# [Source excerpt]
She spoke passionately about wanting to help couples and individuals who wish to go beyond their current intimacy level and rekindle the passion they once had for each other and for themselves. Tracy Ziman Jacobs shared part of her life story. “When I got married, I thought I’d never get divorced,” says Tracy. “It came as a bit of a shock and after my divorce, I was cynical about marriage,” she admits. But she recognised the hope we as human beings attach to marriage. “It’s the romance that brings us together and after all, people are still getting married,” she muses.

As a mother herself, Tracy understands that there needs to be a balance between parenting and marriage. The interactive session saw us chat to Tracey about our wants, needs and frustrations as mothers in the 21st century.

Whether you’re a parent or not, Tracy’s counselling work is about rekindling romance for a renewed intimate relationship. “You’ve just got to do it to understand it,” says Tracy of her sessions. “In other words, do the work and then you’ll understand it.” She went on to explain that good sexual health is also great for creativity and for our bodies, as it boosts circulation as well as oxytocin and serotonin. The bottom line is that connecting with your partner and being in a good space is wonderful for everyone all round.”

# [Set exercise 1]
According to the Tracy Ziman Jacobs excerpt, which two hormones does good sexual health boost?
# [Set exercise 2]
Repeat the passage of the Tracy Ziman Jacobs excerpt between "As a mother" and "the 21st century.", inclusive.

# [Listing]

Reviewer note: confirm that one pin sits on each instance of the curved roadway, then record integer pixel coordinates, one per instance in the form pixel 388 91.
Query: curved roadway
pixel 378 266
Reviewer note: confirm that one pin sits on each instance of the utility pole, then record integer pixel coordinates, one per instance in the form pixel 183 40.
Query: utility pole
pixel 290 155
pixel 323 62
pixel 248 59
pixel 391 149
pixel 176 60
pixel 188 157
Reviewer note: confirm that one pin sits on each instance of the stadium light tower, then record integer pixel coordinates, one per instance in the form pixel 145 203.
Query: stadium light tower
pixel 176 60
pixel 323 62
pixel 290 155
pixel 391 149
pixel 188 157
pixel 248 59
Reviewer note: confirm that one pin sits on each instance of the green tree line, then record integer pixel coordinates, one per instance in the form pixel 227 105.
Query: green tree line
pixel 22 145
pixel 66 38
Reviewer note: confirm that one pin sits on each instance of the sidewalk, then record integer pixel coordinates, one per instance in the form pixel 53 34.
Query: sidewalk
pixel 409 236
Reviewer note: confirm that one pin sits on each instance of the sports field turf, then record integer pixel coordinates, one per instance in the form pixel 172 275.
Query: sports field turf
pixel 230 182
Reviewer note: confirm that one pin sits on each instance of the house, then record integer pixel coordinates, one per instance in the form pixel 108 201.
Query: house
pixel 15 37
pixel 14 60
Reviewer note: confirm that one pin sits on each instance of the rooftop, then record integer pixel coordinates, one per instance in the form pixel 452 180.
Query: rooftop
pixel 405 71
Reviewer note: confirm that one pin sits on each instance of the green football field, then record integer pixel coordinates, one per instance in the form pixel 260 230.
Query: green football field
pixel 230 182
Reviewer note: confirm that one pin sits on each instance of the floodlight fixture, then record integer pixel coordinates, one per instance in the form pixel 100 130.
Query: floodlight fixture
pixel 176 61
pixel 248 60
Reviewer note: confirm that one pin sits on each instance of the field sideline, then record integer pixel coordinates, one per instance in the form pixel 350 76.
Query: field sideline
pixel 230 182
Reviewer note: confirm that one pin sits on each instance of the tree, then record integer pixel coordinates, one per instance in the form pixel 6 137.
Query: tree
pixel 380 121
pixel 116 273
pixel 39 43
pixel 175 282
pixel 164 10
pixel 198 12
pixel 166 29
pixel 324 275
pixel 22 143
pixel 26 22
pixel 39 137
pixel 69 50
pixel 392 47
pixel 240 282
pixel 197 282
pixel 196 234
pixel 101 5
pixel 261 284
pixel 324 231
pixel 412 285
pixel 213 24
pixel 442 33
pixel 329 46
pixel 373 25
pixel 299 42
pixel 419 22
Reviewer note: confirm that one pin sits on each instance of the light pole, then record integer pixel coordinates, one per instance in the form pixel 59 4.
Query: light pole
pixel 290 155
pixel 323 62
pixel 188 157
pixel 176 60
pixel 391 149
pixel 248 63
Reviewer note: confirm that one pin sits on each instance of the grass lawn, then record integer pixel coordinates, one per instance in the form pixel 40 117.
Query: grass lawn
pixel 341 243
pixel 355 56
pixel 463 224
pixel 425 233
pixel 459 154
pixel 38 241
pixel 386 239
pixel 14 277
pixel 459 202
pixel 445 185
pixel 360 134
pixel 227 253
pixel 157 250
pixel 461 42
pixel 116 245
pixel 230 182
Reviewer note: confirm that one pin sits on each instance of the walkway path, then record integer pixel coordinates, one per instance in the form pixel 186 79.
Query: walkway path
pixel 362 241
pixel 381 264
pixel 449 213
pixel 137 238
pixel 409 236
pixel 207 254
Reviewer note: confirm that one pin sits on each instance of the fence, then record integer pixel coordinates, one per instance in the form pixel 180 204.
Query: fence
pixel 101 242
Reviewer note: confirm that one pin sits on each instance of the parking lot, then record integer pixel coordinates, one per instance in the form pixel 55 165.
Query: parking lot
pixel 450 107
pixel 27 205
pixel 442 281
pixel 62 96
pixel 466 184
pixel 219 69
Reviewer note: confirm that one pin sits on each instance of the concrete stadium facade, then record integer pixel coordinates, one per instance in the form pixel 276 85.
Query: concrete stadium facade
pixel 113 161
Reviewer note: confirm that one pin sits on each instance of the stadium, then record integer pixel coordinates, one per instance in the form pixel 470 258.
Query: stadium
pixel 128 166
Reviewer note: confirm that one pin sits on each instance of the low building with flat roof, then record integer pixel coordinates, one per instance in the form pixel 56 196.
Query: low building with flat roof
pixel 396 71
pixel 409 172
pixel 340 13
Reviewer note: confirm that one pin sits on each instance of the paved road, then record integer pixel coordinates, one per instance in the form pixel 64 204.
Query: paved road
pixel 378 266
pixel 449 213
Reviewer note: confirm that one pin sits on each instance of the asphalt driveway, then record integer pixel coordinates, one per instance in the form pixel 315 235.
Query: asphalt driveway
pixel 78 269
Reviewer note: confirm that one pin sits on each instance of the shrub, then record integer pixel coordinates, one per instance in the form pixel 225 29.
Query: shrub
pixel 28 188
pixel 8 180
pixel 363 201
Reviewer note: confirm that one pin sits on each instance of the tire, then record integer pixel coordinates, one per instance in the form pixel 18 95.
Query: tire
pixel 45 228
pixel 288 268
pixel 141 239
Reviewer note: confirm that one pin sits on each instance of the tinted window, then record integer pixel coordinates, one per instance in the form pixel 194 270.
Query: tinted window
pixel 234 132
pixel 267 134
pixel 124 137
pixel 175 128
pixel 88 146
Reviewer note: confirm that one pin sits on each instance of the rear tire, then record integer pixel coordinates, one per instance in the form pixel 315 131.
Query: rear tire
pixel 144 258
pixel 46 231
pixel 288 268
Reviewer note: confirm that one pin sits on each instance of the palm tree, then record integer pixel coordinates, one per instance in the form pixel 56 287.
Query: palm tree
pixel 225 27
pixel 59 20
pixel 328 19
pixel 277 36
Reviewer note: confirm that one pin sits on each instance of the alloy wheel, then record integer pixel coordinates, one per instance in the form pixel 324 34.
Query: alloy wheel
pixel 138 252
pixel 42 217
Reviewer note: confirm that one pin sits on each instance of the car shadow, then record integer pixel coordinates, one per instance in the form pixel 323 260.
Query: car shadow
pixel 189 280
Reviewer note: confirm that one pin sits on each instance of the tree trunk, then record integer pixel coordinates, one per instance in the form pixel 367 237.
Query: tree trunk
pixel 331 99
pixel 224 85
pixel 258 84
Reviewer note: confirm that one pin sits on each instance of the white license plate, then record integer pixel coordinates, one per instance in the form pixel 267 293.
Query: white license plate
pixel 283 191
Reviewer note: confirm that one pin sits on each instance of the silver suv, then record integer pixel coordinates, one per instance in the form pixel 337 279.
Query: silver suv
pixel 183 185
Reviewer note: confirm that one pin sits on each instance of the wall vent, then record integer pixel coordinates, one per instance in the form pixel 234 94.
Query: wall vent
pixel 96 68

# [Expected output 1]
Oxytocin and serotonin.

# [Expected output 2]
As a mother herself, Tracy understands that there needs to be a balance between parenting and marriage. The interactive session saw us chat to Tracey about our wants, needs and frustrations as mothers in the 21st century.